Format every line of the entries below as a JSON list of strings, one string per line, omitting blank lines.

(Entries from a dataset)
════════════════
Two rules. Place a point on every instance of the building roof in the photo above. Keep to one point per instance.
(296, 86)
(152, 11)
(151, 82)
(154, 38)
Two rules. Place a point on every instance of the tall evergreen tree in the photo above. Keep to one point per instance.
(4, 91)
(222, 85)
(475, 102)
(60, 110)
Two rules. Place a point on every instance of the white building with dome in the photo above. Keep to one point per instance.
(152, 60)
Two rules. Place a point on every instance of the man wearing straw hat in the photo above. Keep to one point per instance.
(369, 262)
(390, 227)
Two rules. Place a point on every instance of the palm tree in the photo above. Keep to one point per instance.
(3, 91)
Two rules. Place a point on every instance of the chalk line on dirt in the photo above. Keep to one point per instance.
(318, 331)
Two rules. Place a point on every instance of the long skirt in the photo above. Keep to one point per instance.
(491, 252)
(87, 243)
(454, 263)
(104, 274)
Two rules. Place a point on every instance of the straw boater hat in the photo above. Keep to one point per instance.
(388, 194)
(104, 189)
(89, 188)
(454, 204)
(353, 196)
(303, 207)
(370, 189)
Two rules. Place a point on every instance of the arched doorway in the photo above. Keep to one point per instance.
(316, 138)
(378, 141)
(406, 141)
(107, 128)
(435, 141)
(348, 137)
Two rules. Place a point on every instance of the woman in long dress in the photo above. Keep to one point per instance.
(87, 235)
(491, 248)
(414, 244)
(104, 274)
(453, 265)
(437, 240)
════════════════
[SOLUTION FOR THIS TASK]
[
  "Two rules. Place a point on every instance of the building roof in the photo above. Keep to one point per instance.",
  "(296, 86)",
  "(152, 11)",
  "(151, 82)",
  "(154, 38)",
  "Two rules. Place a point on every instance of the tall evergreen tree in the photo above. Keep to one point per instance.",
  "(4, 91)",
  "(222, 85)",
  "(475, 102)",
  "(60, 110)",
  "Two rules. Place a point on every instance of the white building with dome in the photo above. Keep to one point per instance.",
  "(152, 60)",
  "Two rules. Place a point on every instance of the man wearing straw hat in the photo above. Keep to one point per instance.",
  "(369, 262)",
  "(390, 227)",
  "Two rules. Place a point on every instance of the palm tree in the photo above. Keep to one point per instance.",
  "(3, 91)",
  "Two rules. Place a point on every instance of the chalk line on dirt in the photo above. Keep to one point per instance.",
  "(318, 331)",
  "Two rules. Place a point on every instance of the long skirt in the photo above. Keep to one point per instance.",
  "(491, 252)",
  "(87, 243)",
  "(454, 263)",
  "(104, 274)",
  "Two rules. Place a point on every instance of the straw boater hat in the photo above. Keep to one point per instance.",
  "(388, 194)",
  "(104, 189)",
  "(89, 188)",
  "(454, 204)",
  "(353, 196)",
  "(303, 207)",
  "(370, 189)",
  "Two rules. Place a point on every instance of the arched doorway in the photo above. Keep to one point per instance.",
  "(316, 138)",
  "(378, 141)",
  "(406, 141)",
  "(107, 128)",
  "(435, 141)",
  "(348, 137)",
  "Two rules. Place a point on every instance of the woman in long dress in the photo above. Keep to one point per instance.",
  "(87, 235)",
  "(491, 248)",
  "(414, 244)",
  "(104, 274)",
  "(453, 265)",
  "(437, 240)"
]